▶ **STORED ROWS**
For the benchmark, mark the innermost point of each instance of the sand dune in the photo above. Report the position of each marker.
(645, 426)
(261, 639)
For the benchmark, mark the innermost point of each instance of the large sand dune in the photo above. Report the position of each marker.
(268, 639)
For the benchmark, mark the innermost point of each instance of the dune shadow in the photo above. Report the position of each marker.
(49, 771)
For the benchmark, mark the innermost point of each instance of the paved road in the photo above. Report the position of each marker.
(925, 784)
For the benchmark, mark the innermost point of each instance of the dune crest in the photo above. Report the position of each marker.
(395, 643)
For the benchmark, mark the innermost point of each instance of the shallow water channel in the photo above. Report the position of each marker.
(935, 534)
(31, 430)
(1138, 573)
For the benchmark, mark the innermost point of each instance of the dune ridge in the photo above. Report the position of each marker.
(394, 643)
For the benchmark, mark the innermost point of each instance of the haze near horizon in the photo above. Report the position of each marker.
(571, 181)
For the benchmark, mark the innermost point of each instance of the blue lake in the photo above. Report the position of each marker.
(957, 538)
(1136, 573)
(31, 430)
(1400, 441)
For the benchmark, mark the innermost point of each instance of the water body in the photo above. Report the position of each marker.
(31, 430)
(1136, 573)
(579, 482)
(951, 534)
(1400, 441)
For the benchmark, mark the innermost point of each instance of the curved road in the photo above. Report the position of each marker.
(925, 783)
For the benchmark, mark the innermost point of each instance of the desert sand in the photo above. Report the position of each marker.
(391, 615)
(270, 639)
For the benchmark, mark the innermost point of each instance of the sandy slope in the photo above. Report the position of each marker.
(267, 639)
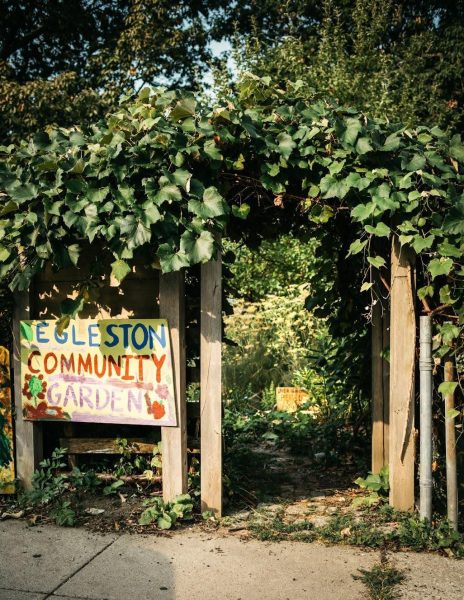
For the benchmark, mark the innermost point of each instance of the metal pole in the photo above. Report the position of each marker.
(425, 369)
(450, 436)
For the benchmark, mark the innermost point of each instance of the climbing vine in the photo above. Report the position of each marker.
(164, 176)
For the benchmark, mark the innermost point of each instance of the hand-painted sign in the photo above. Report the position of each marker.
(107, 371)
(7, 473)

---

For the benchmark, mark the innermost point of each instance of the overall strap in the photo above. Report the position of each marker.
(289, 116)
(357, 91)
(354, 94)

▶ **PROBLEM DETAILS**
Convert the stretch of the records above that begins with the line containing "the dune crest" and ends with the line containing "(1138, 573)", both lines included, into a numbered list with any blank lines omitted.

▶ **FINISHED ANSWER**
1. For the benchmark, mark the innermost point of each instance of the dune crest in the photo above. Report the position of each marker.
2. (395, 643)
3. For the benchmark, mark the innermost point of each instance of the shallow water channel in the photo above. Report the position of each marker.
4. (935, 534)
5. (31, 430)
6. (1138, 573)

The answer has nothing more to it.